* _TASK TO CARRY OUT_:
The answer must consist of each line of the records below that contains the string "brick".

━━━━━ INFORMATION SUPPLIED

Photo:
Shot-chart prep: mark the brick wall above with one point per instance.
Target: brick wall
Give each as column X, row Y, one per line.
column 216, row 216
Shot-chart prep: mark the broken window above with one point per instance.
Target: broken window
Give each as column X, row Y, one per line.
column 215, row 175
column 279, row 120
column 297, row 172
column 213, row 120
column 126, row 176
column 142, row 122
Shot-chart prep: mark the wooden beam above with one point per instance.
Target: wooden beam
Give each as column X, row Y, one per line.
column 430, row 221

━━━━━━━━━━
━━━━━ INFORMATION SUPPLIED

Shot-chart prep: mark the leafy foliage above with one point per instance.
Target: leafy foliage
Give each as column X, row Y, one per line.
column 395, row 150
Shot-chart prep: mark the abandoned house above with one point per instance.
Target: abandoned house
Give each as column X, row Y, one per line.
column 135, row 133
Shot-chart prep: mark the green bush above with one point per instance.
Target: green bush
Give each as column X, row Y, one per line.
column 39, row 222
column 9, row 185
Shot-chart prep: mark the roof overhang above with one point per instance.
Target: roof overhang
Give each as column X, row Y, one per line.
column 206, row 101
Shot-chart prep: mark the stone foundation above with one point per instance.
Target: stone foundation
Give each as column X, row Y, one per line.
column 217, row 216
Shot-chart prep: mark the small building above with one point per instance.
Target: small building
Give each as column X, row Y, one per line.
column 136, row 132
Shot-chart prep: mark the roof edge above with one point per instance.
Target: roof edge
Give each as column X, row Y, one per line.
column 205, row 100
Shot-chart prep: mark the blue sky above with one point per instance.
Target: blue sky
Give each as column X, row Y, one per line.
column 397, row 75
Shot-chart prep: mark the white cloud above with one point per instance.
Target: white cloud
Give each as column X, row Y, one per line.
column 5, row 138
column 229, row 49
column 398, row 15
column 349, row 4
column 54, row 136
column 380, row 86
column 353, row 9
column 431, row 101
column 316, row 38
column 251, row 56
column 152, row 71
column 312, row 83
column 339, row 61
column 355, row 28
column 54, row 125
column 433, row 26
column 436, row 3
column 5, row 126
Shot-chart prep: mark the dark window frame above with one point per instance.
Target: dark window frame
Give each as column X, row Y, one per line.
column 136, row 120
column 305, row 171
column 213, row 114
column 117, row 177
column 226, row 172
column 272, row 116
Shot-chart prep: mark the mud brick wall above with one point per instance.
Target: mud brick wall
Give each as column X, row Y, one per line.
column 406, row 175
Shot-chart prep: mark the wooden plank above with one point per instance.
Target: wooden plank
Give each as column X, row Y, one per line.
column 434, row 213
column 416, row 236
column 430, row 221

━━━━━━━━━━
━━━━━ INFORMATION SUPPLIED

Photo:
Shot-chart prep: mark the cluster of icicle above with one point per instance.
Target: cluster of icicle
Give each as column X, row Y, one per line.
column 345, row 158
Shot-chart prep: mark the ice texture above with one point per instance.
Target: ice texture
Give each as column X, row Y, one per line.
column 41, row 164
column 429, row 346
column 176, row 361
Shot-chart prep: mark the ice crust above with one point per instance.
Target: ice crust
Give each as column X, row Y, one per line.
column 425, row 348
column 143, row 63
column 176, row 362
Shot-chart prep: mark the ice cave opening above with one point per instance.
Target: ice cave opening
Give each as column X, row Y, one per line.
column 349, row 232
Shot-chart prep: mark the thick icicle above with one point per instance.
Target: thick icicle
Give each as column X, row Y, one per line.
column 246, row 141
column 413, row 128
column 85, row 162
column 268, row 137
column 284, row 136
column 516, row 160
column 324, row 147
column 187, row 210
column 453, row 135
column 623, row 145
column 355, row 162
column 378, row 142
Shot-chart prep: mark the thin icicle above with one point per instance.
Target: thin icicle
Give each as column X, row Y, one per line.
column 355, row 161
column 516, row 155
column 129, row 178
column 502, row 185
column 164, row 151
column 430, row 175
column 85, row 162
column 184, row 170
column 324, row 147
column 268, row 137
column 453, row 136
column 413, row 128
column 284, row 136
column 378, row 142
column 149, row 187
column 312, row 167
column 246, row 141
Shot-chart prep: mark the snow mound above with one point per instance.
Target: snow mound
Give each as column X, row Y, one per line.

━━━━━━━━━━

* _SOLUTION TO THE EXERCISE_:
Shot-chart prep: mark the brick wall above with one point per instance.
Target: brick wall
Shot-chart prep: mark the mud brick wall above with one point per instance.
Target: mud brick wall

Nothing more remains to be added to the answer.